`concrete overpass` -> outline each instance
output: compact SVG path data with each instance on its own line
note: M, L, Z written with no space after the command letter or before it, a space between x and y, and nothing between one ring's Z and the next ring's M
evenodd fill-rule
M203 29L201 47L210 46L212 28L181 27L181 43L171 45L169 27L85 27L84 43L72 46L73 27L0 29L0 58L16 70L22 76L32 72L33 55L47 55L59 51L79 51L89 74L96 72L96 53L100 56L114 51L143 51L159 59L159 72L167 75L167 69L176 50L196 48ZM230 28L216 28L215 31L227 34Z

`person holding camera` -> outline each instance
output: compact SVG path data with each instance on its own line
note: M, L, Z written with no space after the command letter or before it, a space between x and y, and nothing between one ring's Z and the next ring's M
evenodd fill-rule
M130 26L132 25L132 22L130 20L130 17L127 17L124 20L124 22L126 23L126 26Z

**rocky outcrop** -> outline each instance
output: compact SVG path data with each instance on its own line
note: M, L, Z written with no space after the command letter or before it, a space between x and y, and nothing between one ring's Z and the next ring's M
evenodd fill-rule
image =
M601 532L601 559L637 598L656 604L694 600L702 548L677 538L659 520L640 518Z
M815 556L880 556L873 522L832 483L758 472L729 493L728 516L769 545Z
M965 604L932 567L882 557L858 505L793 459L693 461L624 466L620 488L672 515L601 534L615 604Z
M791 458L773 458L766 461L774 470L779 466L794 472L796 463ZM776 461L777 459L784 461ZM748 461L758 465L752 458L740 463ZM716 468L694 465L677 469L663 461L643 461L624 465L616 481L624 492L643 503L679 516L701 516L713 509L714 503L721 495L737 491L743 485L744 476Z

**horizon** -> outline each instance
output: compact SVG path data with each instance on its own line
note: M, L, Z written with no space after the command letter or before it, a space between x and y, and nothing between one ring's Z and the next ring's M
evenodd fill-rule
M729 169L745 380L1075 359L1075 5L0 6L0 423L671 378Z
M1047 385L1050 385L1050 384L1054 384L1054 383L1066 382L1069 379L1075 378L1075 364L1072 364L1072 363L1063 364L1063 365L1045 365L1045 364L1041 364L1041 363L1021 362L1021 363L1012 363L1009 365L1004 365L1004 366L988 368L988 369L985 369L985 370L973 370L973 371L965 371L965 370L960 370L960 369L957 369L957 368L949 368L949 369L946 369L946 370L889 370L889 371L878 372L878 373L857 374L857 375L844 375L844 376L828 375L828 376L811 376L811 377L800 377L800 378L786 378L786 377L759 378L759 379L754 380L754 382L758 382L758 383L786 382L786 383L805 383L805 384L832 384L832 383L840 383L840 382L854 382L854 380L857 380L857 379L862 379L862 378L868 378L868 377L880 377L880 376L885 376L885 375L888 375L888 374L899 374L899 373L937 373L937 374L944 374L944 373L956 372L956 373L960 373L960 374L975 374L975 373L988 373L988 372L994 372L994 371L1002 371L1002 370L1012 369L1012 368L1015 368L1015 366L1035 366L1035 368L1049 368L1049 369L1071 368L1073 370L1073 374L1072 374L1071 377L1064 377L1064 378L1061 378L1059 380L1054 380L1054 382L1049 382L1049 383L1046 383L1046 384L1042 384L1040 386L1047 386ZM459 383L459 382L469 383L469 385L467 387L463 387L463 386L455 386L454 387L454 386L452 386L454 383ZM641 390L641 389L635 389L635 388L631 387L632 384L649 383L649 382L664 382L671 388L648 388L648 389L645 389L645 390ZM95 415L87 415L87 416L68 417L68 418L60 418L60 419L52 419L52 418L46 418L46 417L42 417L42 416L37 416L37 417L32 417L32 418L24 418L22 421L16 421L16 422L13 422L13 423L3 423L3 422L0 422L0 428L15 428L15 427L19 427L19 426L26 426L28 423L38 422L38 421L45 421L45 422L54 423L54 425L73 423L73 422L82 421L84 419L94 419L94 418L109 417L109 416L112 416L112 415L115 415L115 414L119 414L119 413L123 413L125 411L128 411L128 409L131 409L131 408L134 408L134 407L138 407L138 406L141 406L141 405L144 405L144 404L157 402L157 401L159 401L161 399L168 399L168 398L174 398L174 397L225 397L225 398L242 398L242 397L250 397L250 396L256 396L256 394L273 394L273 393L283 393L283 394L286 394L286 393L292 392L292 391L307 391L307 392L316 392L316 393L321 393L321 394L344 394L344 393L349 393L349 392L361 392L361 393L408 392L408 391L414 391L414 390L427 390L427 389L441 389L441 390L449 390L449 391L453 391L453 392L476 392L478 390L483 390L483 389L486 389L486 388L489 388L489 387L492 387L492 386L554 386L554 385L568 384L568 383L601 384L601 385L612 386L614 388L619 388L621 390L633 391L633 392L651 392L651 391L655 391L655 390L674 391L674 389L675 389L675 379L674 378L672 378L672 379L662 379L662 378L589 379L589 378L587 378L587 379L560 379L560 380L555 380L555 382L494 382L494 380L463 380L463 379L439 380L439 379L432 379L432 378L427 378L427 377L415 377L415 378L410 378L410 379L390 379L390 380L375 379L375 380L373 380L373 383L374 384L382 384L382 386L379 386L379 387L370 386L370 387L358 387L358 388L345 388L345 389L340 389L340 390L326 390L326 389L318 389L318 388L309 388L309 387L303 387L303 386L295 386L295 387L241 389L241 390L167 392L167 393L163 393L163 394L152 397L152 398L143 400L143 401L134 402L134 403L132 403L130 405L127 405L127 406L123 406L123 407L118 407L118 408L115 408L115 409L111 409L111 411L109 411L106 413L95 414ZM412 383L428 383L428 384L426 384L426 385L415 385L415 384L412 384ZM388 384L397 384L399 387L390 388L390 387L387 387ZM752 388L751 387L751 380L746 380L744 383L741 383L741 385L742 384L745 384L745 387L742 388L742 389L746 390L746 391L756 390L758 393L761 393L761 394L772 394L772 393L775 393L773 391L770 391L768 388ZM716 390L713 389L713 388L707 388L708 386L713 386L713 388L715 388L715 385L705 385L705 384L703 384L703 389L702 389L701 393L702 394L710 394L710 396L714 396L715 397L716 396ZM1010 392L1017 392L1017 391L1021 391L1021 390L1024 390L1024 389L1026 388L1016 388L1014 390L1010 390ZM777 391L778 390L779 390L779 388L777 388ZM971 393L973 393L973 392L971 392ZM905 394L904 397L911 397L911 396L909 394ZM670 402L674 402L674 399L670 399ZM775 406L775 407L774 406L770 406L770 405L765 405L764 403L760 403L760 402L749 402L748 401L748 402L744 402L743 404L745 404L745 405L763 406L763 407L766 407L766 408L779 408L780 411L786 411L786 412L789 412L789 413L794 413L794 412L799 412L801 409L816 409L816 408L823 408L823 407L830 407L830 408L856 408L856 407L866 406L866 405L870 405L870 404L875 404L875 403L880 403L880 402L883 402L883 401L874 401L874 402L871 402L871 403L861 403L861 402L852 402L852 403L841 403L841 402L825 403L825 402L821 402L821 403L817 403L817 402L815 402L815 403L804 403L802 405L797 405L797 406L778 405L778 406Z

> _WHAT IS REQUIRED_
Recast all the material above as a CSV with two columns, instruction and polygons. Give each instruction and its answer a row of their own, put each value in a single quoted field, and replace line breaks with spaces.

> _WRITTEN REPLY_
instruction,polygons
"`concrete overpass` -> outline each instance output: compact SVG path data with each instance on its own line note: M, L, Z written with no space after the command letter or before it, a space between x and y, and nothing between one ring's Z and the next ring's M evenodd fill-rule","M203 29L201 47L210 46L212 28L181 27L181 43L171 45L169 27L85 27L84 43L72 46L73 27L0 29L0 58L16 70L22 76L32 72L33 55L47 55L59 51L79 51L89 74L96 72L96 53L100 56L114 51L143 51L159 59L159 72L167 75L167 69L176 50L196 48ZM230 28L216 28L215 31L227 34Z"
"`person holding camera` -> outline each instance output: compact SVG path data with each instance on its own line note: M, L, Z written with no space after the command letter or before it, a space between x and y, and nothing between one ring's Z and the next ring's M evenodd fill-rule","M130 26L132 25L132 22L130 20L130 17L127 17L124 20L124 22L126 23L126 26Z"
"**rocky outcrop** -> outline each instance output: compact SVG path data with each instance on its own line note: M, L, Z written with no space after the command letter or before it, a space between x and y, and nothing between one ring's Z and the next ring's M evenodd fill-rule image =","M601 532L601 559L637 598L656 604L694 600L702 548L677 538L659 520L640 518Z M815 556L880 556L873 522L832 483L758 472L729 493L728 516L769 545Z M965 604L932 567L882 557L858 505L793 459L693 461L624 466L620 488L672 515L601 534L615 604Z M791 458L773 458L766 461L774 470L779 466L794 472L796 463ZM776 461L777 459L784 461ZM748 461L758 465L752 458L740 463ZM716 468L694 465L677 469L663 461L643 461L624 465L616 481L624 492L643 503L679 516L701 516L713 509L714 503L721 495L737 491L743 485L744 476Z"
"**horizon** -> outline each instance output: compact SVG path data with each instance on its own line note: M, L, Z written with no space after the command letter or before it, a space between x and y, and nothing between one ring's Z and the next ring's M evenodd fill-rule","M729 169L745 380L1075 359L1075 5L0 6L0 423L671 378Z M1047 385L1050 385L1050 384L1054 384L1054 383L1066 382L1069 379L1075 378L1075 364L1072 364L1072 363L1063 364L1063 365L1045 365L1045 364L1041 364L1041 363L1021 362L1021 363L1012 363L1009 365L1004 365L1004 366L988 368L988 369L985 369L985 370L973 370L973 371L965 371L965 370L960 370L960 369L957 369L957 368L949 368L949 369L946 369L946 370L889 370L889 371L878 372L878 373L857 374L857 375L844 375L844 376L828 375L828 376L811 376L811 377L800 377L800 378L786 378L786 377L759 378L759 379L754 380L754 382L758 382L758 383L786 382L786 383L805 383L805 384L832 384L832 383L840 383L840 382L854 382L854 380L857 380L857 379L862 379L862 378L868 378L868 377L880 377L880 376L885 376L885 375L888 375L888 374L899 374L899 373L937 373L937 374L944 374L944 373L956 372L956 373L960 373L960 374L975 374L975 373L988 373L988 372L994 372L994 371L1002 371L1002 370L1012 369L1012 368L1015 368L1015 366L1035 366L1035 368L1049 368L1049 369L1071 368L1073 370L1073 374L1072 374L1071 377L1064 377L1064 378L1061 378L1059 380L1054 380L1054 382L1049 382L1049 383L1046 383L1046 384L1042 384L1040 386L1047 386ZM459 383L459 382L469 383L469 385L467 387L463 387L463 386L455 386L454 387L454 386L452 386L454 383ZM641 390L641 389L635 389L635 388L631 387L632 384L649 383L649 382L664 382L671 388L648 388L648 389L645 389L645 390ZM95 415L87 415L87 416L68 417L68 418L60 418L60 419L52 419L52 418L46 418L46 417L42 417L42 416L37 416L37 417L32 417L32 418L24 418L22 421L16 421L16 422L13 422L13 423L3 423L3 422L0 422L0 428L15 428L15 427L19 427L19 426L26 426L28 423L38 422L38 421L45 421L45 422L54 423L54 425L73 423L73 422L82 421L84 419L94 419L94 418L109 417L109 416L112 416L112 415L115 415L115 414L119 414L119 413L123 413L125 411L128 411L128 409L131 409L131 408L134 408L134 407L138 407L138 406L141 406L141 405L144 405L144 404L157 402L157 401L159 401L161 399L168 399L168 398L174 398L174 397L225 397L225 398L242 398L242 397L250 397L250 396L256 396L256 394L273 394L273 393L283 393L283 394L286 394L286 393L292 392L292 391L307 391L307 392L316 392L316 393L321 393L321 394L344 394L344 393L349 393L349 392L361 392L361 393L408 392L408 391L414 391L414 390L427 390L427 389L441 389L441 390L449 390L449 391L453 391L453 392L476 392L478 390L483 390L483 389L486 389L486 388L489 388L489 387L492 387L492 386L554 386L554 385L568 384L568 383L601 384L601 385L612 386L614 388L619 388L621 390L633 391L633 392L651 392L651 391L655 391L655 390L674 391L674 389L675 389L675 379L674 378L672 378L672 379L662 379L662 378L589 379L589 378L587 378L587 379L560 379L560 380L555 380L555 382L494 382L494 380L463 380L463 379L439 380L439 379L432 379L432 378L427 378L427 377L415 377L415 378L410 378L410 379L390 379L390 380L375 379L375 380L373 380L373 383L374 384L382 384L382 386L379 386L379 387L370 386L370 387L358 387L358 388L345 388L345 389L340 389L340 390L326 390L326 389L318 389L318 388L309 388L309 387L303 387L303 386L295 386L295 387L241 389L241 390L167 392L167 393L163 393L163 394L152 397L152 398L143 400L143 401L134 402L134 403L132 403L130 405L127 405L127 406L123 406L123 407L118 407L118 408L115 408L115 409L111 409L111 411L109 411L106 413L95 414ZM412 383L428 383L428 384L426 384L426 385L415 385L415 384L412 384ZM388 384L397 384L399 387L390 388L390 387L387 387ZM752 388L751 387L751 380L746 380L744 383L741 383L741 385L742 384L745 384L745 387L742 388L742 389L746 390L746 391L756 390L758 393L761 393L761 394L772 394L772 393L775 393L773 391L770 391L768 388ZM716 390L713 389L713 388L707 388L708 386L713 386L713 388L715 388L715 385L705 385L705 384L703 384L703 389L702 389L701 393L702 394L710 394L710 396L714 396L715 397L716 396ZM1010 392L1017 392L1017 391L1021 391L1021 390L1024 390L1024 389L1026 388L1016 388L1014 390L1010 390ZM777 391L778 390L779 390L779 388L777 388ZM971 393L973 393L973 392L971 392ZM905 394L904 397L911 397L911 396L909 394ZM670 402L674 402L674 399L670 399ZM775 406L775 407L774 406L770 406L770 405L765 405L764 403L760 403L760 402L749 402L748 401L748 402L744 402L743 404L745 404L745 405L763 406L763 407L766 407L766 408L779 408L780 411L786 411L786 412L789 412L789 413L794 413L794 412L799 412L801 409L816 409L816 408L823 408L823 407L830 407L830 408L856 408L856 407L866 406L866 405L870 405L870 404L875 404L875 403L880 403L880 402L883 402L883 401L874 401L874 402L871 402L871 403L861 403L861 402L852 402L852 403L841 403L841 402L825 403L825 402L821 402L821 403L817 403L817 402L815 402L815 403L804 403L802 405L797 405L797 406L778 405L778 406Z"